[Saved entries]
^^^^^^^^
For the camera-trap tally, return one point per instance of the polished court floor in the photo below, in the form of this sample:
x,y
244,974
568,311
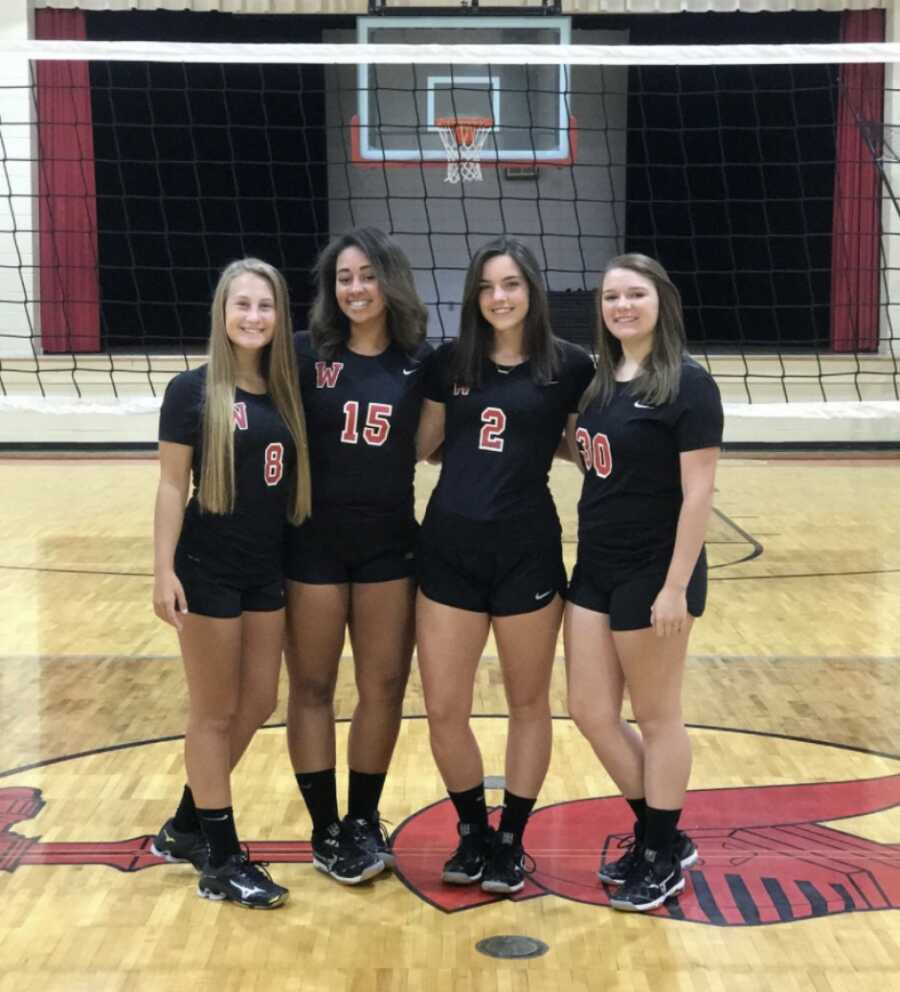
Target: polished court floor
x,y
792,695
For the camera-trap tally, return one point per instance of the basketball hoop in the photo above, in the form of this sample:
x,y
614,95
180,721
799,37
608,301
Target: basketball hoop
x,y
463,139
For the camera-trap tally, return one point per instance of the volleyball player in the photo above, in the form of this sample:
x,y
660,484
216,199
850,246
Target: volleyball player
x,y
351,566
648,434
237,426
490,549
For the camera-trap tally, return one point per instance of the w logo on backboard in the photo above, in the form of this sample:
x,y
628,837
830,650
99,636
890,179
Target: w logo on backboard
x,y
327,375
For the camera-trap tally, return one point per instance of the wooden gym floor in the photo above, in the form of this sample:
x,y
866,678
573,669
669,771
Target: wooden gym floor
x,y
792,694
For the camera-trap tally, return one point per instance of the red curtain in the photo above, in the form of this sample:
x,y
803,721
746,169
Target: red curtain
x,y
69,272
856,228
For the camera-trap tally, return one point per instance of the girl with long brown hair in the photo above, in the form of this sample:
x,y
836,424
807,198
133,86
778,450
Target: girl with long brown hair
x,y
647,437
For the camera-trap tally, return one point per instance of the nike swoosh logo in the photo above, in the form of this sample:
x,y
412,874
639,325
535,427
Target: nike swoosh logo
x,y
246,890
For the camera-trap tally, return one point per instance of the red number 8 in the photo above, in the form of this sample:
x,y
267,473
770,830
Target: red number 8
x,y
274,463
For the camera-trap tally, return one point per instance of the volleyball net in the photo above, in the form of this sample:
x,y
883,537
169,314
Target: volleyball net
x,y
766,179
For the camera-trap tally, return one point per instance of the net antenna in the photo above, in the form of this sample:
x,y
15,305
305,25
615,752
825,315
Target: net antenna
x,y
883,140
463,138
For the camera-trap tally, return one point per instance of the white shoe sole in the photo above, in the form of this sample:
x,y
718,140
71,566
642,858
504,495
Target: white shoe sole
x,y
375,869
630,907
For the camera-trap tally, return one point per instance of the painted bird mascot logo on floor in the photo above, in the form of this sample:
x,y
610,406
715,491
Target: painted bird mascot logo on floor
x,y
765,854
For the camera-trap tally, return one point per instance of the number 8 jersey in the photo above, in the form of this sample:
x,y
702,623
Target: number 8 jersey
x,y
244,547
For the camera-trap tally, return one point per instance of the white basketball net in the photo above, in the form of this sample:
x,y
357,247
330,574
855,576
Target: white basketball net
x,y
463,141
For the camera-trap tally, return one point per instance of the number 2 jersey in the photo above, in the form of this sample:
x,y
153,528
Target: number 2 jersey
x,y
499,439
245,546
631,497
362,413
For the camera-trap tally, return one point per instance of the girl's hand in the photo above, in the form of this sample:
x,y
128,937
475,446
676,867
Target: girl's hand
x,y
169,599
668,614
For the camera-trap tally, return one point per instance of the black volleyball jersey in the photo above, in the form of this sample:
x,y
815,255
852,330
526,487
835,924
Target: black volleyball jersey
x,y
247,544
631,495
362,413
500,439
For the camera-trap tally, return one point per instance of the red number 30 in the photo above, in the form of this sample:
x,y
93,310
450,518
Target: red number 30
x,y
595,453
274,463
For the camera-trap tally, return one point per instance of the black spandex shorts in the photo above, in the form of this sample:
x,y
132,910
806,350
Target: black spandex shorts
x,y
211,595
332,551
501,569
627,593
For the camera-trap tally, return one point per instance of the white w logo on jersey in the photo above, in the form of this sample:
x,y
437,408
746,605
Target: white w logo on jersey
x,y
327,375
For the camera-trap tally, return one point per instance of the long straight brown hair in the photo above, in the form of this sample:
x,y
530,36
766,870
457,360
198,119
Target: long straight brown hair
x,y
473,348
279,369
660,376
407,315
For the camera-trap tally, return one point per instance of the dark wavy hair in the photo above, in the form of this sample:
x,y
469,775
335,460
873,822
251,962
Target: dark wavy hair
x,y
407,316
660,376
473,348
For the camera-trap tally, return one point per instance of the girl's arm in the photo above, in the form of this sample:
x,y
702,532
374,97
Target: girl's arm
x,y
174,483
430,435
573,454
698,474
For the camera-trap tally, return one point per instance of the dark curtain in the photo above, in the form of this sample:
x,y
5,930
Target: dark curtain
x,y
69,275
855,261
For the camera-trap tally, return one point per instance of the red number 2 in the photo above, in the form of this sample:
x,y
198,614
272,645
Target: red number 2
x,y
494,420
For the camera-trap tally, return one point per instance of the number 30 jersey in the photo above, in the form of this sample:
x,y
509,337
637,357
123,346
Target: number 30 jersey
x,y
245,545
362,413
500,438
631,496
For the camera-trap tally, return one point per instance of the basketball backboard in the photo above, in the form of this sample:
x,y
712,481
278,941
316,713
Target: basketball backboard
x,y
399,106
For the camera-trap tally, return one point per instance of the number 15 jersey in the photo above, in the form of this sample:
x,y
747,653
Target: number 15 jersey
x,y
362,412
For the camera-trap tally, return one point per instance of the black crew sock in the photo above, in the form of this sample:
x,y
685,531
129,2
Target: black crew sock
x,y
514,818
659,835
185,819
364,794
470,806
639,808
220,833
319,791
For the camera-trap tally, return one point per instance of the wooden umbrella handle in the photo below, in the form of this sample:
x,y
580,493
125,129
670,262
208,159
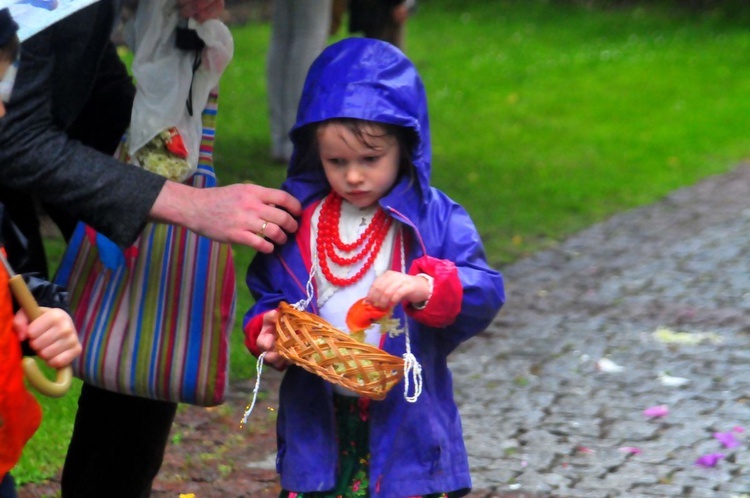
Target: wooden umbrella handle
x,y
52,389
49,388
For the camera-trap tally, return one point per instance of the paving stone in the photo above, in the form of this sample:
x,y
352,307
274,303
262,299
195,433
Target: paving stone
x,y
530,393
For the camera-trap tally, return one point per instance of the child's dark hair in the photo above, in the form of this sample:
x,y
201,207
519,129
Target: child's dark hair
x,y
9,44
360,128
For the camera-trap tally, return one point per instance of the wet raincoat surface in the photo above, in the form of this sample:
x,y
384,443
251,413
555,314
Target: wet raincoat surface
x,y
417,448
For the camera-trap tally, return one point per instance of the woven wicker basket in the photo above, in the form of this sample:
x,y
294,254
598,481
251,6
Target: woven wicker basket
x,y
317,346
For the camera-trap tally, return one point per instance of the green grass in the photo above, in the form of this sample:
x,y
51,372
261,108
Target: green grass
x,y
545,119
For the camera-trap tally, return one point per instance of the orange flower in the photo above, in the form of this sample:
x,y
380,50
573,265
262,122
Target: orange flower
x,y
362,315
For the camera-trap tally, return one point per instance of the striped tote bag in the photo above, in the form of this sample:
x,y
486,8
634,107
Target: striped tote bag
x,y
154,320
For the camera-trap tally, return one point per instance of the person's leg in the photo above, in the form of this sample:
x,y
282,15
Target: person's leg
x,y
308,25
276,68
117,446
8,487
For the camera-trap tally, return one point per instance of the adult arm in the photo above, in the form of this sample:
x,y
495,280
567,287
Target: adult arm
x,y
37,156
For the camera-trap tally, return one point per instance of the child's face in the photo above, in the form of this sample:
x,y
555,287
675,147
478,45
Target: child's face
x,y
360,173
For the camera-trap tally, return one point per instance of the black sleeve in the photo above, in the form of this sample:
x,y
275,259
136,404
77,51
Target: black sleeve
^^^^^^^^
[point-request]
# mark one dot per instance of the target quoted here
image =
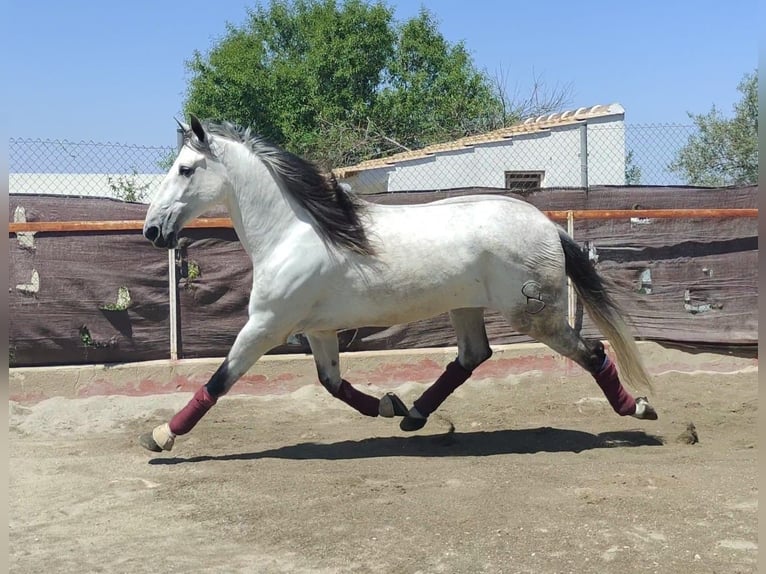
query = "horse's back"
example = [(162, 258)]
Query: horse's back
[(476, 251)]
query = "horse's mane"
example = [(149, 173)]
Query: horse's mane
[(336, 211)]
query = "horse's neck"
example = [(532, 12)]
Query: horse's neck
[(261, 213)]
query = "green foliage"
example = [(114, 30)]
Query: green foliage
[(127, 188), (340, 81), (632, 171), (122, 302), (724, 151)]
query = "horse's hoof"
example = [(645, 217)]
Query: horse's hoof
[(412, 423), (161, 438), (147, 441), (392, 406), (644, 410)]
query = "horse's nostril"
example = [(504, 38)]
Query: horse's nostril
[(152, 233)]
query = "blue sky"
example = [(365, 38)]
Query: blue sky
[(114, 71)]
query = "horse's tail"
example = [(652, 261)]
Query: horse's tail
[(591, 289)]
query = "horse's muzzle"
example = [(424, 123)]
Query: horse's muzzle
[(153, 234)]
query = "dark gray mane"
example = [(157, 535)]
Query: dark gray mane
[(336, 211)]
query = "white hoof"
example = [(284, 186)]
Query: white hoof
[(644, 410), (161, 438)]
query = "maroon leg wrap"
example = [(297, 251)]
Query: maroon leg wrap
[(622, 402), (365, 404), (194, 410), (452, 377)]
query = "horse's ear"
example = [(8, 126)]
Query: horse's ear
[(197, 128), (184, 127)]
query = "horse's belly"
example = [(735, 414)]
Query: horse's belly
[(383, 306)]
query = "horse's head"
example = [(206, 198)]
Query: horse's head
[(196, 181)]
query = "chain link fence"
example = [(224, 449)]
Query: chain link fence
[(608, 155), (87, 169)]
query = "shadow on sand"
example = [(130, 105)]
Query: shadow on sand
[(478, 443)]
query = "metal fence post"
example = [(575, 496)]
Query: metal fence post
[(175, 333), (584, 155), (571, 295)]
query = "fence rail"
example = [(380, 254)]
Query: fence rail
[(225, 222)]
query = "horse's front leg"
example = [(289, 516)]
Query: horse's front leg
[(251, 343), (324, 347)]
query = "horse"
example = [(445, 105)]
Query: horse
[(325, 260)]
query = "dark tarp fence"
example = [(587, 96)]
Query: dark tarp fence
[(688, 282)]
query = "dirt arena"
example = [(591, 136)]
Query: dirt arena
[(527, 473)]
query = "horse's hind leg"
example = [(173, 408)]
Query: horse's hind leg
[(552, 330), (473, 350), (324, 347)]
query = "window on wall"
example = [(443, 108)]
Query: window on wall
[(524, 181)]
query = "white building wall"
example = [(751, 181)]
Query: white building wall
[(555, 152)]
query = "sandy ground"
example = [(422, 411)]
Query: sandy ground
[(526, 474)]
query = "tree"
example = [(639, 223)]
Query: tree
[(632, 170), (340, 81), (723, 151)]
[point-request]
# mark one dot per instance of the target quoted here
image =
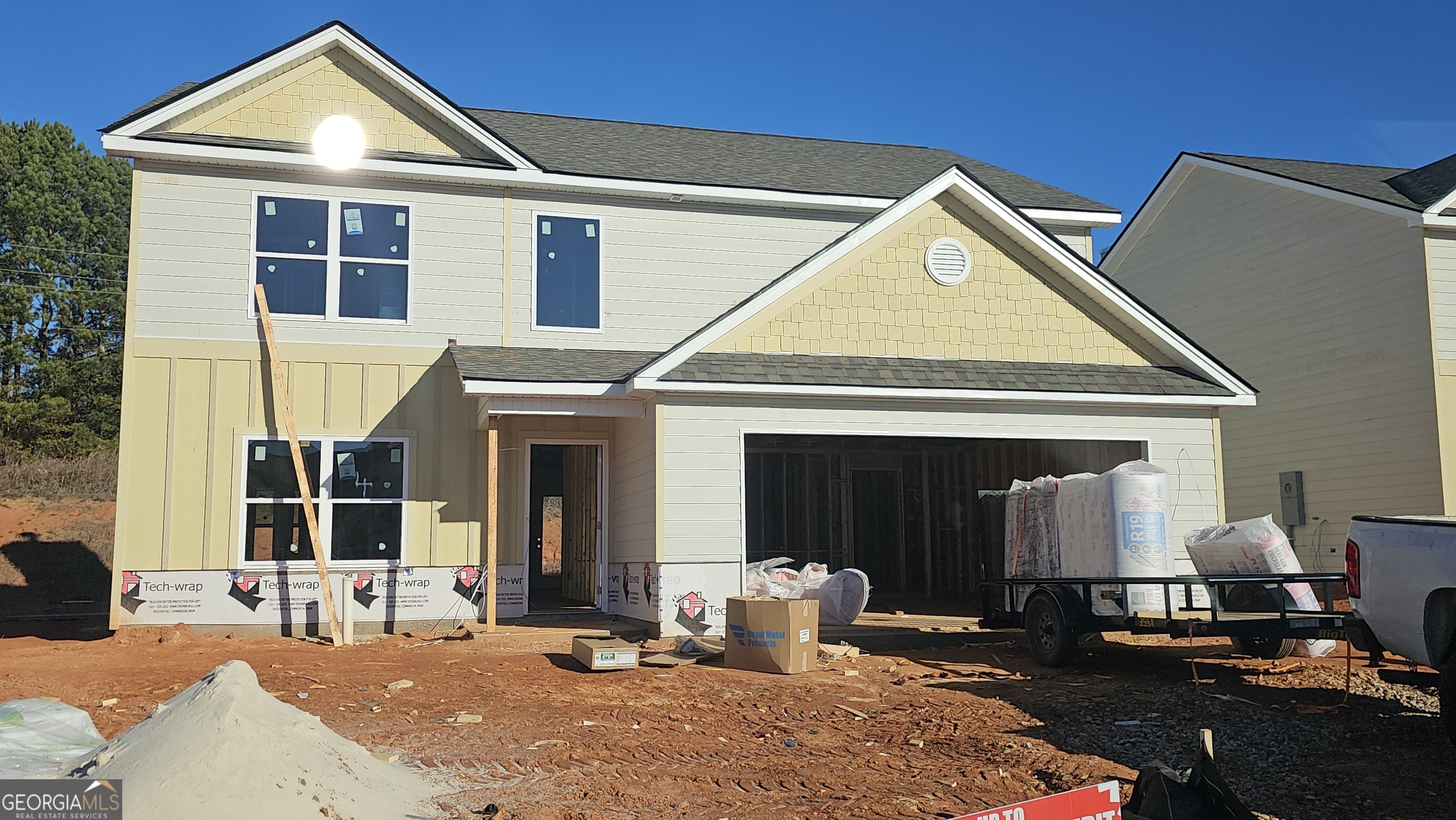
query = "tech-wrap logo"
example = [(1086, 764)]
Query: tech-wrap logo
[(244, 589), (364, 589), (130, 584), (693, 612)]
^^^^^^^^
Once you have read through the entries, say how many of their lines include the string "below" and give nothing but that number.

2